> _WHAT NEEDS TO BE DONE_: Can you write out the rows again, starting with the line that contains "query | hosta plant" and going on through the line that contains "[(413, 888)]", changing "Locations" to "Points" and keeping everything else the same?

> _Rows from a pointing dataset_:
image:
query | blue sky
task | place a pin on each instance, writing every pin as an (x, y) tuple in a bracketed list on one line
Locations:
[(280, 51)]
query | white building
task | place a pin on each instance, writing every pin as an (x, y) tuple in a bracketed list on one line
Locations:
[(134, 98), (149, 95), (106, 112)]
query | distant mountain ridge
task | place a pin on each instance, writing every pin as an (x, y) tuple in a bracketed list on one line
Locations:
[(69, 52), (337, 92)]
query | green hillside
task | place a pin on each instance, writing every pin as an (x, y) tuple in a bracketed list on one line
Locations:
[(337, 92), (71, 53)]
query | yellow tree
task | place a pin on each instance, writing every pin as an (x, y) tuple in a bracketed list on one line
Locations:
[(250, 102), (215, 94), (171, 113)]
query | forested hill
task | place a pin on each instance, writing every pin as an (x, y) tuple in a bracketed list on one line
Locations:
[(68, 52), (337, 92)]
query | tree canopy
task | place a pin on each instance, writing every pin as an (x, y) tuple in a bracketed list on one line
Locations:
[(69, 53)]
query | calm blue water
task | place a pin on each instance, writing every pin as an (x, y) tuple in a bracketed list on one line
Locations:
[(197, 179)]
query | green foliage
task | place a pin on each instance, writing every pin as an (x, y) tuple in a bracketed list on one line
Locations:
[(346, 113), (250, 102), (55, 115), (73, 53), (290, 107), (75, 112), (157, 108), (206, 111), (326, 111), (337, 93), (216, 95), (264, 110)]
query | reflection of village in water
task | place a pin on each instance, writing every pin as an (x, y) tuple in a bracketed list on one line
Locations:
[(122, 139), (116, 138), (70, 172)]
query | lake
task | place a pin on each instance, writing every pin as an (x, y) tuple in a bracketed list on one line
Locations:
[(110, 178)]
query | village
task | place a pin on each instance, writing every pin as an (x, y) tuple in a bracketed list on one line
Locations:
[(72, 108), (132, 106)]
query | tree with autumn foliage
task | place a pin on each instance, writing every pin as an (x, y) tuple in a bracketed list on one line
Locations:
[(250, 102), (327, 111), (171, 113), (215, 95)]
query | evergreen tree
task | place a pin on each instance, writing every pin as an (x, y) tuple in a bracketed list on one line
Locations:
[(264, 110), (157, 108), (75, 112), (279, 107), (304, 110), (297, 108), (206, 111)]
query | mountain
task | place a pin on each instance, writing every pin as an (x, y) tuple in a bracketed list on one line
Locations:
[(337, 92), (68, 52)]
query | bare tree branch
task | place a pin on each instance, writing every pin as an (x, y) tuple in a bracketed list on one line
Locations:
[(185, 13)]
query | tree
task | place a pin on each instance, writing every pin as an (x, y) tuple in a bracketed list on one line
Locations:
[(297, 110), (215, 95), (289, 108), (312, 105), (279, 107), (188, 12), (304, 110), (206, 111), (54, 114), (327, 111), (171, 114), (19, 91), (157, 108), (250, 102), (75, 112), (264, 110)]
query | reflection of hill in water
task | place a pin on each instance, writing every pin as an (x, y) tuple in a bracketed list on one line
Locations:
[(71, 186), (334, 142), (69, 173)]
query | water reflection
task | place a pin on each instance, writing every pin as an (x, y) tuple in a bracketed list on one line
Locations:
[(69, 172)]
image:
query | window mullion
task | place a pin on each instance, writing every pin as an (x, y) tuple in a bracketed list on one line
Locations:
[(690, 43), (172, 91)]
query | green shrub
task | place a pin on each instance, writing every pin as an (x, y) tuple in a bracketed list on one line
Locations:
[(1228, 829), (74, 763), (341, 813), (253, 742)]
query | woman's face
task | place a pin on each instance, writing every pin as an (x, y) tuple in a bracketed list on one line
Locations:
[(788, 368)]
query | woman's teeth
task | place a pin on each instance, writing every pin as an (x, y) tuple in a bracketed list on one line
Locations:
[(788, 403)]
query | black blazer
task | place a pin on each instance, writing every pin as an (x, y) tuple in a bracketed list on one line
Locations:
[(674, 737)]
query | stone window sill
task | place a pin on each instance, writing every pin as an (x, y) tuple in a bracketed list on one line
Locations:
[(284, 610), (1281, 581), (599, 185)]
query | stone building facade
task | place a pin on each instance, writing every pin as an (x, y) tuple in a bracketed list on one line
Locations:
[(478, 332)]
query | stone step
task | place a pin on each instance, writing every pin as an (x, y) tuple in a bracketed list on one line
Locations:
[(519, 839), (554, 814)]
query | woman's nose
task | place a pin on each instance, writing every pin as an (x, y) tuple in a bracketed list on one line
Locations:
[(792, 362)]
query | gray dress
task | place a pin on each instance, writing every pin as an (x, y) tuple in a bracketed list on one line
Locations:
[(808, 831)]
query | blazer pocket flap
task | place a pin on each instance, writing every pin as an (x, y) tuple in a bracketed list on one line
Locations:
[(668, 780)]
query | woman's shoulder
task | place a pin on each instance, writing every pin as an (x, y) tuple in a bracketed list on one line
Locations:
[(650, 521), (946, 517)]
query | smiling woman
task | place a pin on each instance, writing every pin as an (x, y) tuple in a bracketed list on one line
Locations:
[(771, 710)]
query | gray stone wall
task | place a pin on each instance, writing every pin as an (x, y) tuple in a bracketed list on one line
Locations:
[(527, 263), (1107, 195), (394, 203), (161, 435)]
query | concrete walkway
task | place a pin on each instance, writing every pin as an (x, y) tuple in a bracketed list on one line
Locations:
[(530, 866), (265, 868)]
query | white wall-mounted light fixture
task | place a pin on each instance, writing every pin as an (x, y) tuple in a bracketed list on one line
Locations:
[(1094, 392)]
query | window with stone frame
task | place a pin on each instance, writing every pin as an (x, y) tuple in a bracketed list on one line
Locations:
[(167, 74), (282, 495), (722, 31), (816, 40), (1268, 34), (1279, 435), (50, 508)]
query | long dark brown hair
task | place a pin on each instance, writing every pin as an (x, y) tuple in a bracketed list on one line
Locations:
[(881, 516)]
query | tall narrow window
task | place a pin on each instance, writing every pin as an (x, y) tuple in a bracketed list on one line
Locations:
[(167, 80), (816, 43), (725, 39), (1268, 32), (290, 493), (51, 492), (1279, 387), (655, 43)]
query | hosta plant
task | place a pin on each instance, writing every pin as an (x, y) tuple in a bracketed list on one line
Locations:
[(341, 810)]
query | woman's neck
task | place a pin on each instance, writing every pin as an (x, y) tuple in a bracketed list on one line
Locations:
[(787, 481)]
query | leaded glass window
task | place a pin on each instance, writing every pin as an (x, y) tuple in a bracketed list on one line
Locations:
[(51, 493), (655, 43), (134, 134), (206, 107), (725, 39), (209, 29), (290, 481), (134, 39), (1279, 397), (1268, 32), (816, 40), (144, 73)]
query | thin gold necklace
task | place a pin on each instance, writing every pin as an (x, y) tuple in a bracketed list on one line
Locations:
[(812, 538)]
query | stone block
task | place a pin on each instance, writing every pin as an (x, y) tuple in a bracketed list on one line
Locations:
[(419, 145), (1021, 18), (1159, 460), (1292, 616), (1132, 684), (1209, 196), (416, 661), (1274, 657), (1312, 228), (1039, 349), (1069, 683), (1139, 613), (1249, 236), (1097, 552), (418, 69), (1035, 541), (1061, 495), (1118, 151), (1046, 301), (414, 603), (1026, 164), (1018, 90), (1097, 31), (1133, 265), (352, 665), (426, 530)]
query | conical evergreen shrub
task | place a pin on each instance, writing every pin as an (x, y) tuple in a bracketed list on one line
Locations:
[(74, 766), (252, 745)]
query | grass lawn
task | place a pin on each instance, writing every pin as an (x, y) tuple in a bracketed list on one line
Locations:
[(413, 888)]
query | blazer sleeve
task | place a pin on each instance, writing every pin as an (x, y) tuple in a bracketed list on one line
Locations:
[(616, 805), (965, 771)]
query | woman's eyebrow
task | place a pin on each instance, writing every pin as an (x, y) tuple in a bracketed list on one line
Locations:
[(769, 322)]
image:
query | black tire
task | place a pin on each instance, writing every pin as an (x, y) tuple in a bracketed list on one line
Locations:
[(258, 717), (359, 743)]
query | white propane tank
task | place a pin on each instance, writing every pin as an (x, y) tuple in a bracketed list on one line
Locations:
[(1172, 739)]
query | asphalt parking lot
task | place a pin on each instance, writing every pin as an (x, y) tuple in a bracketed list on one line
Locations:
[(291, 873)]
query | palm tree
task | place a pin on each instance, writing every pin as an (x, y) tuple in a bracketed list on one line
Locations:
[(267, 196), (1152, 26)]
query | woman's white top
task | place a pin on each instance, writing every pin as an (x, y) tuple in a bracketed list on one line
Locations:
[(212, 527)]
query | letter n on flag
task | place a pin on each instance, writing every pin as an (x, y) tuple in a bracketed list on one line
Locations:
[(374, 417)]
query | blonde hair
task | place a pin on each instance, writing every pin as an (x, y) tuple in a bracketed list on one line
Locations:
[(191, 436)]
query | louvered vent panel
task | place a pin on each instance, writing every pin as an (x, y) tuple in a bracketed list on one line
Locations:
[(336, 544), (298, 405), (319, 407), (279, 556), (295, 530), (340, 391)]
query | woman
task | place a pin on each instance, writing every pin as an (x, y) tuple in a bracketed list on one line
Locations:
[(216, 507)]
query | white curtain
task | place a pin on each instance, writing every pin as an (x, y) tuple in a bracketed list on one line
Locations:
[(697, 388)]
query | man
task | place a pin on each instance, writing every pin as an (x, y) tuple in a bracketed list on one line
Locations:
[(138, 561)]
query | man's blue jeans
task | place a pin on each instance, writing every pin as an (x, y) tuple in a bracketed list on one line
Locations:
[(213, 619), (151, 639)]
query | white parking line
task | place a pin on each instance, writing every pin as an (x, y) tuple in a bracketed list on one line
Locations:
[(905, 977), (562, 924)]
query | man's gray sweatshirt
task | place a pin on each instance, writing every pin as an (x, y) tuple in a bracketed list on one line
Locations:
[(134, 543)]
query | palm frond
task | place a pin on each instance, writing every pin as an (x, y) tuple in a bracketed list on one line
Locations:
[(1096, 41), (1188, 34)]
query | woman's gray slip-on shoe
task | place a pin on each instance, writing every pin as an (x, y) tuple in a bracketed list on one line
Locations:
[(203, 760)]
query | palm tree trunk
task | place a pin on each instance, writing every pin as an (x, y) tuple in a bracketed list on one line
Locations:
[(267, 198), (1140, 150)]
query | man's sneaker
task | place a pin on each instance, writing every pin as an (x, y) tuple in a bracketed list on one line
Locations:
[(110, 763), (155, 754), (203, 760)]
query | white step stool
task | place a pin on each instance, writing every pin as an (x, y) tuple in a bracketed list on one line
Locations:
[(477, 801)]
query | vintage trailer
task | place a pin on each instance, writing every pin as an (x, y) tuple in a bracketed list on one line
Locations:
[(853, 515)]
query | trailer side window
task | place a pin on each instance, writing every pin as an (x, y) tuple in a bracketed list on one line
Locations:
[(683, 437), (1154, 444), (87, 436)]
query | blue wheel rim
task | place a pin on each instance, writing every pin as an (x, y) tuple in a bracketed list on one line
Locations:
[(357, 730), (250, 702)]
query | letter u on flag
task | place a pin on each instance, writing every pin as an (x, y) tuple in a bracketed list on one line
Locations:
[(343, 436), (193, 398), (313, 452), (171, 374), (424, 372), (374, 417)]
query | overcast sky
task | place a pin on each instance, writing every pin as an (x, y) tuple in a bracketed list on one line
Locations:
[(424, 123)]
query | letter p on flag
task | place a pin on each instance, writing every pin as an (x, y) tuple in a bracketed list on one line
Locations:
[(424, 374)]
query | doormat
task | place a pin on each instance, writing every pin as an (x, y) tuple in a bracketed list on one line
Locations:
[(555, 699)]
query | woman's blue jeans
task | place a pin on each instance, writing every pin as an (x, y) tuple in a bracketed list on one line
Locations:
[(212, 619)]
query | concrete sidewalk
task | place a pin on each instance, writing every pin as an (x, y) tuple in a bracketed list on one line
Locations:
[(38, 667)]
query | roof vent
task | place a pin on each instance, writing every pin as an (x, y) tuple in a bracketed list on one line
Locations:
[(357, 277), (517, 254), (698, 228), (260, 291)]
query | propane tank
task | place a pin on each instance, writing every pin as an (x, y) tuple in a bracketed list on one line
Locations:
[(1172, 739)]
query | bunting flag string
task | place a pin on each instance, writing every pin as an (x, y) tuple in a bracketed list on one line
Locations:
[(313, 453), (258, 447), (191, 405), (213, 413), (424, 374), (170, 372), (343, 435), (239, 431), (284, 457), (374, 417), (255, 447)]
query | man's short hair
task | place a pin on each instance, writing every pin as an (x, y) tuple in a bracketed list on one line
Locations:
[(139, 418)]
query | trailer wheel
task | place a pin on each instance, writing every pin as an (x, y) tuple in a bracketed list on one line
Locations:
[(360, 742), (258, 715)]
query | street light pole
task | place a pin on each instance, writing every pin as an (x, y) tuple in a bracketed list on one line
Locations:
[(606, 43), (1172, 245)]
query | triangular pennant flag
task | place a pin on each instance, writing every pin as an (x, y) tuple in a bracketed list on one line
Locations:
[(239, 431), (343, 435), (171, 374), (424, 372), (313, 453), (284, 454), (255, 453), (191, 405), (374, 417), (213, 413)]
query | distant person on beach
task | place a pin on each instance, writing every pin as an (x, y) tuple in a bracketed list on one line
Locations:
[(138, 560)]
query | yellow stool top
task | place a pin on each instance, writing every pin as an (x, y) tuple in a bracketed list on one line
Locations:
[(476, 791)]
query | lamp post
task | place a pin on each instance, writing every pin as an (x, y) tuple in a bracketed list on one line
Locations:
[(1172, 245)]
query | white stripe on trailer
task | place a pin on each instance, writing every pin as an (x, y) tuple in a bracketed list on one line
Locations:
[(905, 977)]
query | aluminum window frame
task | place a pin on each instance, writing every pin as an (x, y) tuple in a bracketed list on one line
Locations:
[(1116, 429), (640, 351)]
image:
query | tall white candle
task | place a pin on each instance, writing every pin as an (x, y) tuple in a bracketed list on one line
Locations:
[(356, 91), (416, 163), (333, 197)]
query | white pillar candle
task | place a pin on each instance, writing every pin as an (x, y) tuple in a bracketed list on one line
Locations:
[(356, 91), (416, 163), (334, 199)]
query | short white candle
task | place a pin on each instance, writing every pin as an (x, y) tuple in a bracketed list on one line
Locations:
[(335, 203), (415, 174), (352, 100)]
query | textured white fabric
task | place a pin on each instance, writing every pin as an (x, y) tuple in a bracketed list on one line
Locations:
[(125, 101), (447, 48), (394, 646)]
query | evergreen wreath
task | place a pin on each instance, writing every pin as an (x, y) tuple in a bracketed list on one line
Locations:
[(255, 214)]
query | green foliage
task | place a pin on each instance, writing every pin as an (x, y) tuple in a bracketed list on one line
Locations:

> _EXERCISE RESPONSE_:
query | hosta plant
task | place a pin on each instance, writing every pin as an (x, y) tuple in a bracketed list on one line
Points:
[(341, 810)]
query | woman's neck
task | place a pin on each instance, writing every pin as an (x, y) tuple in a bracketed list on one line
Points:
[(787, 481)]
query | leaded glass window
task | place a pin on each instance, writing every pin as an (x, y) tuple in a bracketed list on one line
Points:
[(51, 493), (655, 43), (134, 134), (206, 107), (725, 39), (209, 29), (290, 481), (134, 39), (1279, 397), (1268, 32), (816, 40), (144, 73)]
query | thin gold necklace
task | place a pin on each instance, writing every pin as an (x, y) tuple in a bracketed list on one line
Points:
[(812, 538)]
query | stone block
task | place a pin on each instance, writing every pin as an (x, y) tuple in a bracketed list on one line
Points:
[(419, 145), (1021, 18), (1159, 460), (1292, 616), (1132, 684), (1209, 196), (416, 661), (1274, 657), (1312, 228), (1039, 349), (1069, 683), (1139, 613), (1249, 236), (1097, 552), (418, 69), (1035, 541), (1061, 495), (1118, 151), (1046, 301), (414, 603), (1026, 164), (1018, 90), (1097, 31), (1133, 265), (352, 665), (426, 530)]
query | conical evergreen shrub
task | place a pin on each instance, writing every pin as an (x, y) tuple in a bracketed list on one line
Points:
[(74, 766), (252, 745)]
query | grass lawn
task | place a pin on each instance, writing every pin as an (x, y) tuple in a bracketed list on one line
Points:
[(413, 888)]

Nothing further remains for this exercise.